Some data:
——————————
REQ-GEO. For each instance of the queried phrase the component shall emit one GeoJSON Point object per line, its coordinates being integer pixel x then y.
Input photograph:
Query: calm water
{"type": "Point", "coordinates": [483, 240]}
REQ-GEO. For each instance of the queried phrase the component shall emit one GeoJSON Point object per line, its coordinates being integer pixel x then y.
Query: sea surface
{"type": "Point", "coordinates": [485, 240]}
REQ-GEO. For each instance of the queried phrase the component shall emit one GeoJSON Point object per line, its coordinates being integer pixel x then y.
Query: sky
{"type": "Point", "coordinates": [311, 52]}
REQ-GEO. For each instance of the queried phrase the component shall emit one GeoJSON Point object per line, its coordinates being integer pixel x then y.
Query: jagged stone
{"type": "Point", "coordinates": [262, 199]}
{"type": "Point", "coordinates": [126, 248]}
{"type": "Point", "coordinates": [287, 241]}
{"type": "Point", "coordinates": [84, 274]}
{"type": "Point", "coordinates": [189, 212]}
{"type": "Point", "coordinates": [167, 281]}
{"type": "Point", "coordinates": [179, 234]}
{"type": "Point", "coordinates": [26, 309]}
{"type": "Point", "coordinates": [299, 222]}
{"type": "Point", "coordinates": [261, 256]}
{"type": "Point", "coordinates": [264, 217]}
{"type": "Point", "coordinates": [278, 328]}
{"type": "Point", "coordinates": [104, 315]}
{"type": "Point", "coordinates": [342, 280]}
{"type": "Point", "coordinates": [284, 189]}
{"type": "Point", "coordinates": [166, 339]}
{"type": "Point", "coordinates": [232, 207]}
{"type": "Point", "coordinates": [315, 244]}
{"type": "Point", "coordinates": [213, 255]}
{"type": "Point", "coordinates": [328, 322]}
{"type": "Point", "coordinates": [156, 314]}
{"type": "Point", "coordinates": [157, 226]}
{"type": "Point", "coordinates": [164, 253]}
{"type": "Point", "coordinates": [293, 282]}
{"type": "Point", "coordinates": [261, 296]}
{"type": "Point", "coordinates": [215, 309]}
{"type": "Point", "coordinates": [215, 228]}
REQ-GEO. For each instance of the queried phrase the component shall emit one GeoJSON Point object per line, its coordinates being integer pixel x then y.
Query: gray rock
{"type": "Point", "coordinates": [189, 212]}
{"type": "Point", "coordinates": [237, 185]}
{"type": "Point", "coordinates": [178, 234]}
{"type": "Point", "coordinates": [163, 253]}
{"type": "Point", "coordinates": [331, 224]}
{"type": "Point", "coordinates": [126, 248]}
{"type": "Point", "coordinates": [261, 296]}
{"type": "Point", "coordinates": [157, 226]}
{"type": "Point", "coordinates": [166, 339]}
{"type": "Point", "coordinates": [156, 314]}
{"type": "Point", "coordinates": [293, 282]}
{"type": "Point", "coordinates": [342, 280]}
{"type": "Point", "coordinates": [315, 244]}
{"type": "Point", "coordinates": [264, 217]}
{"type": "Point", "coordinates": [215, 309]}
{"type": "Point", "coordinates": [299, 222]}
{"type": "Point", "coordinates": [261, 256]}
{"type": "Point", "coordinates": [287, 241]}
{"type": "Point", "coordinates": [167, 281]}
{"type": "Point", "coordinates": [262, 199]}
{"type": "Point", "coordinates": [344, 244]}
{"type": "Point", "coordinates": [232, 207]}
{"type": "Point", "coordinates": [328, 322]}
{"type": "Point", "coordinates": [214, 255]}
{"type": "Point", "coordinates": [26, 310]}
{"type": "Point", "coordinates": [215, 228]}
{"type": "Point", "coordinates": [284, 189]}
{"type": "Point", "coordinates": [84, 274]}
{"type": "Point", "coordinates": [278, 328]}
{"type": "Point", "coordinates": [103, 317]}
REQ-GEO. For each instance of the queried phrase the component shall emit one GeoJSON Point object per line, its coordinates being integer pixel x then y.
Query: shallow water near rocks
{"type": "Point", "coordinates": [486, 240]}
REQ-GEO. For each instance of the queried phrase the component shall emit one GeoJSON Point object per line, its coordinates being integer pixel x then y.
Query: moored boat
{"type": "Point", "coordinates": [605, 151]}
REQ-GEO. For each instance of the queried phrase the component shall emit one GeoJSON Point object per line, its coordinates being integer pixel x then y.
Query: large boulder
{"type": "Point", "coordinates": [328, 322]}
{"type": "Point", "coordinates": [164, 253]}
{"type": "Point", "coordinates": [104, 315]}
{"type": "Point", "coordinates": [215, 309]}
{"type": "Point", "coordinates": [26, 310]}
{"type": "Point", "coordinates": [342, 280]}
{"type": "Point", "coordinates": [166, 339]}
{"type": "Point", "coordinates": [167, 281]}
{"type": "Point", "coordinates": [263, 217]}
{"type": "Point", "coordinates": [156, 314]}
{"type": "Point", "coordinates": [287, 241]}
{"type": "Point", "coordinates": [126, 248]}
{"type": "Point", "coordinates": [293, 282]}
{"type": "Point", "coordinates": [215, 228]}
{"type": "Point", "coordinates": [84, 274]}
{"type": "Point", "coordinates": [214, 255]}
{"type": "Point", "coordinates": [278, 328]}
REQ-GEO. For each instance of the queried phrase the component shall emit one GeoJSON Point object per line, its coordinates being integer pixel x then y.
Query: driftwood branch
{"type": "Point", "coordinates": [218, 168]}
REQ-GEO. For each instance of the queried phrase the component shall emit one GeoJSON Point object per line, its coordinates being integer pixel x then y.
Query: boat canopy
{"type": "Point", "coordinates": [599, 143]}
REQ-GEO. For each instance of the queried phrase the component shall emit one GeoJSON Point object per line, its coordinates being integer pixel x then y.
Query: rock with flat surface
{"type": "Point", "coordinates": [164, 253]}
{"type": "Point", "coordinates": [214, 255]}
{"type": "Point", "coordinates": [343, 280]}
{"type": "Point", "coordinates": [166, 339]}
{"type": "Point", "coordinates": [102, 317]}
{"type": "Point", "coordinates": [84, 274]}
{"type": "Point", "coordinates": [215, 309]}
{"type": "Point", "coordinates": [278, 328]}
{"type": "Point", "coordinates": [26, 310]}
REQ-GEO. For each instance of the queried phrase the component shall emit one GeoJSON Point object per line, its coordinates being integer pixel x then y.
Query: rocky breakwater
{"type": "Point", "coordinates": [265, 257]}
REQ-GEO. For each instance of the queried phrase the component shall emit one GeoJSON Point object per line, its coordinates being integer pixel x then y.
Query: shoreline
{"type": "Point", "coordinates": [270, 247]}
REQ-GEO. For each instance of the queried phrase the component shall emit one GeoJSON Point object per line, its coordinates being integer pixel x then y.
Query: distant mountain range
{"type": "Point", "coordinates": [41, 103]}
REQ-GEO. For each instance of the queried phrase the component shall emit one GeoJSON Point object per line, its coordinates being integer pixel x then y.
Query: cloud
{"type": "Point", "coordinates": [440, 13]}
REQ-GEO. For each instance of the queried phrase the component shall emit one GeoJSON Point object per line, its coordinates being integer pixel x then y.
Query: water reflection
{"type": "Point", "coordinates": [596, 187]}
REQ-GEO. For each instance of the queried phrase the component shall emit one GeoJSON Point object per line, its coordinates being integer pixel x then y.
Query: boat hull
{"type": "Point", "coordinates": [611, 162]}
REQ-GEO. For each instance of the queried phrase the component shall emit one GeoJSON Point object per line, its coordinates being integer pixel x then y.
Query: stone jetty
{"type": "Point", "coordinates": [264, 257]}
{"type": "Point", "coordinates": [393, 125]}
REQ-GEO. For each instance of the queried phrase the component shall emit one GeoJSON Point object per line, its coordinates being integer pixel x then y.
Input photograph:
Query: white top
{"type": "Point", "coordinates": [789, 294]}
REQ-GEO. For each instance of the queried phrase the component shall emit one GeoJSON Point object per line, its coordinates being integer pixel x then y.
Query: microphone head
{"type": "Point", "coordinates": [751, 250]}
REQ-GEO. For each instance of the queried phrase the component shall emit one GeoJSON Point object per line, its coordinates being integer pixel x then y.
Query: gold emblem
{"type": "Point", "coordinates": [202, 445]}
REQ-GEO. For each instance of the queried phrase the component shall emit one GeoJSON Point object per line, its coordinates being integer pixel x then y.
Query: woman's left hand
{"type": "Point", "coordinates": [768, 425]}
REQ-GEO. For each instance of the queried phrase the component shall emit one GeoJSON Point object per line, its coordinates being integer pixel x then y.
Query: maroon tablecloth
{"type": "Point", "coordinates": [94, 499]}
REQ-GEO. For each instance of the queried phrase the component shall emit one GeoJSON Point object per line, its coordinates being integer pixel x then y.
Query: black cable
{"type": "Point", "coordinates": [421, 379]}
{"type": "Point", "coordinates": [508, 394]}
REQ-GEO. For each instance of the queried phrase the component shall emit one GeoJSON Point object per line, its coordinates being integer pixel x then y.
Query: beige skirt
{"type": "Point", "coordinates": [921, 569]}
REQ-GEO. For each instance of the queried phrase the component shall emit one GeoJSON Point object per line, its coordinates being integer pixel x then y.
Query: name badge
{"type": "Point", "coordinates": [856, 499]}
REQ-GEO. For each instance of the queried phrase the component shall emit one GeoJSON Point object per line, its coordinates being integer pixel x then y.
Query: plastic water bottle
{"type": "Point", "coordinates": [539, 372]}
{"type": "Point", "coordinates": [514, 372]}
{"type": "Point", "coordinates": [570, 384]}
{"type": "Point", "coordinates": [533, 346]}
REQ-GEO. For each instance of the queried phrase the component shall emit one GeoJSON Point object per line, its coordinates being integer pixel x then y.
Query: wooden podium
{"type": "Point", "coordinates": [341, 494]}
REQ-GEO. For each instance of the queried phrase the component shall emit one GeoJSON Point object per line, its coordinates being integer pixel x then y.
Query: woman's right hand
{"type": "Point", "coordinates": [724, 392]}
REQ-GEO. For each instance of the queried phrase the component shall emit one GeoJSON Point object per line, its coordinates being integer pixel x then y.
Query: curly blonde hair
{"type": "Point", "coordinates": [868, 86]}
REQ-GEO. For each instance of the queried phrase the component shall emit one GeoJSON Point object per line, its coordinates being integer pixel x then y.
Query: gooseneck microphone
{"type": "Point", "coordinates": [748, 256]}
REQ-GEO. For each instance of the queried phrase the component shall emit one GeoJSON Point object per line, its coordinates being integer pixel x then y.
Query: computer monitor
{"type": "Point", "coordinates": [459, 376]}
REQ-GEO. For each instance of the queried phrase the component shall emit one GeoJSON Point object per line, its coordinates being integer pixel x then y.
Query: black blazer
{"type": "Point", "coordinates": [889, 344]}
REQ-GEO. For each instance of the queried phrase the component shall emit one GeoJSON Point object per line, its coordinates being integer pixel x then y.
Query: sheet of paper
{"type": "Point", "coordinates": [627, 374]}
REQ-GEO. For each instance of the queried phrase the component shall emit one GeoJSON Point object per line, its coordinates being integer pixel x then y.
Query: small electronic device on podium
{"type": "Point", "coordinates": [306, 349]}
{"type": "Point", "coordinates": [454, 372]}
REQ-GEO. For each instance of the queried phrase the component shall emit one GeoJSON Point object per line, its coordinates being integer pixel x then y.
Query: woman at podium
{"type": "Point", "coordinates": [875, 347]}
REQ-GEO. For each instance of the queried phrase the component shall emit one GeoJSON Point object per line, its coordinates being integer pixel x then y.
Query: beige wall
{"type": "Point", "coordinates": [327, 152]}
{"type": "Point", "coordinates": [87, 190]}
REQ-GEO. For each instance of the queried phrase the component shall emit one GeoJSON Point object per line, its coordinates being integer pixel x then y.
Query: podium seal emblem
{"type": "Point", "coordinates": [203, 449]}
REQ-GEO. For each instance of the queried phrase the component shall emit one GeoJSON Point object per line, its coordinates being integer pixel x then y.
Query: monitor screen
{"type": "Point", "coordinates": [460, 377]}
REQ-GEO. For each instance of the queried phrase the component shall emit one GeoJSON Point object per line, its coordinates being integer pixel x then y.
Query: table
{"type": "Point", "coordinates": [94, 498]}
——————————
◆ EXERCISE AIM
Tally the lines of the data above that contain the string "monitor", treating case as significant, and give only the number.

◆ WRITTEN ANSWER
2